The following Dill bread recipe uses both whey and ricotta in its preparation. However, if you do not have whey and Ricotta, the bread can be made with water instead of whey, and small curd cottage cheese instead of Ricotta. This is a delicious bread that makes excellent toast and grilled cheese sandwiches. The recipe makes two loaves of Dill bread.

 

 Ingredients:

 

  • 1/2 Cup. Whey
  • 1 Tablespoon. Yeast
  • 2 Cup. Ricotta
  • 2 Tablespoon. Butter
  • 4 Tablespoon. Sugar
  • 1 small. Onion, minced
  • 2 tsp. Dill weed
  • 2 tsp. Dill seed
  • 2 1/2 tsp. Salt
  • 1/2 tsp. Baking soda
  • 2 Eggs
  • 1/2 Cup. Wheat germ
  • 5-6 Cup. Flour

 

Directions:

 

  • Heat the whey to luke warm and place in a large mixing bowl. Dissolve the yeast in the whey. Place the Ricotta and the butter in a microwave safe bowl and heat in the microwave until the butter just melts – about 1 1/2 to 2 minutes on high; be sure to stir it occasionally.
  • To the yeast mixture add the sugar, onion, dill weed & seed, salt, baking soda and eggs. Mix until combined. Add the wheat germ and the Ricotta, and mix well. Add 1 1/2 cups of the flour and beat on medium for 5 minutes. Slowly add another 1 1/2 cups of flour. Now switch to the dough hook and continue to slowly add enough of the remaining flour to create a fairly stiff dough. I use a heavy duty Kitchen Aid mixer when making this bread. If you have a “weaker” mixer, you may have to finish adding the rest of the flour by hand. Turn the dough out onto a floured board and knead until the dough springs back when you poke it – approximately  5 to 10 minutes.

• • • • •

> _Parts of the exercise_:
**a)** According to the dill bread recipe, what may be used in place of Ricotta?
**b)** Extend the dill bread recipe by writing the directions that follow its final step.

> _Some entries_:
• • • • •

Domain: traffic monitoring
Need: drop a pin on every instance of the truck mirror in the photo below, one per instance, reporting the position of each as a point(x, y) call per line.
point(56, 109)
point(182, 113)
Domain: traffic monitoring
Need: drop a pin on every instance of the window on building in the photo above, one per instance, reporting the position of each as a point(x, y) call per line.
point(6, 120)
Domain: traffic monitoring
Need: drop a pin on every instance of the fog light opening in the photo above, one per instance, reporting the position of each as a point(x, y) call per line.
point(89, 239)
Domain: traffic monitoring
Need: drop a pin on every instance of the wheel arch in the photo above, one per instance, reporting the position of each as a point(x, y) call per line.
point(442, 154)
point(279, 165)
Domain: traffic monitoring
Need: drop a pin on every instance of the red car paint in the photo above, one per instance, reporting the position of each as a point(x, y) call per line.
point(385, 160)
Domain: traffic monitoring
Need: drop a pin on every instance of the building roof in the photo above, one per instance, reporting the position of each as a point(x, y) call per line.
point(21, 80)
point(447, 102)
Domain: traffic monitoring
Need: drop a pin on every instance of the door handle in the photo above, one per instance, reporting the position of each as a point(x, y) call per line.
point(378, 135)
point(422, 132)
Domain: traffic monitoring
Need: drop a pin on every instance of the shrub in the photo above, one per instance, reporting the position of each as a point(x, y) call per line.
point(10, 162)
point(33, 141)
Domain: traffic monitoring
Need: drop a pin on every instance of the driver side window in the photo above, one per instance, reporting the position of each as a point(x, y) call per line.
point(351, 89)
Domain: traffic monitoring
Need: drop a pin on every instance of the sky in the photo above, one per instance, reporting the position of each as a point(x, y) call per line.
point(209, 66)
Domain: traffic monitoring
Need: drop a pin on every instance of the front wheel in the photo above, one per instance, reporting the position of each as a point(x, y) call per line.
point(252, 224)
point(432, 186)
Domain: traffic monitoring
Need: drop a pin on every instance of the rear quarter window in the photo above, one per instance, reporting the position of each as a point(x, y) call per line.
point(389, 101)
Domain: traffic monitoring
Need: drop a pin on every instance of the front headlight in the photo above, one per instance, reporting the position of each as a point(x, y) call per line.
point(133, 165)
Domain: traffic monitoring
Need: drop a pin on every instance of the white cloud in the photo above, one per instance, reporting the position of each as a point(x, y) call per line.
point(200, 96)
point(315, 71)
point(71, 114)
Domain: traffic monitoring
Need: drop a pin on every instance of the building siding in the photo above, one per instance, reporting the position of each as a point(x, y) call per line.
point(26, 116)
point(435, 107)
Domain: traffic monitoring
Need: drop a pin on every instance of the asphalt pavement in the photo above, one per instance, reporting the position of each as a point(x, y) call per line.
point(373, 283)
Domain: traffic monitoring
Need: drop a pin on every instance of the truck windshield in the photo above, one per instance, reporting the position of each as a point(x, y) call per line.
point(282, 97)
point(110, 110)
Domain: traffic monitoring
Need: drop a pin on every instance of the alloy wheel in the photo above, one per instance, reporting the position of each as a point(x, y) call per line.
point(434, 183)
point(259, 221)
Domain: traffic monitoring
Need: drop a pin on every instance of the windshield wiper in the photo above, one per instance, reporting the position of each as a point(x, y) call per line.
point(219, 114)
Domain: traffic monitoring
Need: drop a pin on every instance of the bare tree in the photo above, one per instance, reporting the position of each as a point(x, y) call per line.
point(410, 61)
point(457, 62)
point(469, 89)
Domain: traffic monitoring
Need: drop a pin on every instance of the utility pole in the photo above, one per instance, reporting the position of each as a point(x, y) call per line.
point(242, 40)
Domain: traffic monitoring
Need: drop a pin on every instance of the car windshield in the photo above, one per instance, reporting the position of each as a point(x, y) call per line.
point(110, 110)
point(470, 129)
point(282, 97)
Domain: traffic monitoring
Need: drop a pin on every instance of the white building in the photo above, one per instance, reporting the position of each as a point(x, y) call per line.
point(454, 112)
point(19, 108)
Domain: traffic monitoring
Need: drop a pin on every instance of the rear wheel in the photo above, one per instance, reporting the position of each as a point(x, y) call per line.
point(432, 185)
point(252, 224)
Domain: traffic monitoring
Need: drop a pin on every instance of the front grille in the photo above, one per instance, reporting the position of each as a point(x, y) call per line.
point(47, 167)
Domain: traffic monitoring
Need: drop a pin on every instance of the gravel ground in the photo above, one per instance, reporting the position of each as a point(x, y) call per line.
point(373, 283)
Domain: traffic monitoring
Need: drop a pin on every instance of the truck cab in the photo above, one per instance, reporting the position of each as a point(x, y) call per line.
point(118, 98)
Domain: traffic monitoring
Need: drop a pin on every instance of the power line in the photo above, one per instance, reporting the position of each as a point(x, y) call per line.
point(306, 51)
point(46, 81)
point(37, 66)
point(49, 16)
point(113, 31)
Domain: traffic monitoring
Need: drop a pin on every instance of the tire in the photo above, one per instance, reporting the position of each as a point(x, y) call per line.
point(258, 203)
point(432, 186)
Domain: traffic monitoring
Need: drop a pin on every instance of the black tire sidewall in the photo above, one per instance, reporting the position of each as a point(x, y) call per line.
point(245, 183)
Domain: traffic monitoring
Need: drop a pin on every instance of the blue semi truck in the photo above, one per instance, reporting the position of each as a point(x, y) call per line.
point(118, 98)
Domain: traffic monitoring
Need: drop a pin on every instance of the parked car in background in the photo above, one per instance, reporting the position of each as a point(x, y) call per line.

• • • • •

> _Responses for each task_:
**a)** Small curd cottage cheese.

**b)**
  • Place the dough in a greased bowl, cover and let rise until doubled, about 1 1/2 hours. Punch down, knead briefly and divide in half. Shape the dough into smooth loaves and place in greased loaf pans. Cover and let rise until doubled, about an hour. Alternatively, if you do not want to time the risings, you can just keep an eye on the loaves until they look right.
  • Bake in a preheated oven at 350° for about 50 minutes.
  • When the bread is done, turn it out of its pan and let it cool on a wire rack. Cut yourself off a piece and eat it while it is still warm. Yummy!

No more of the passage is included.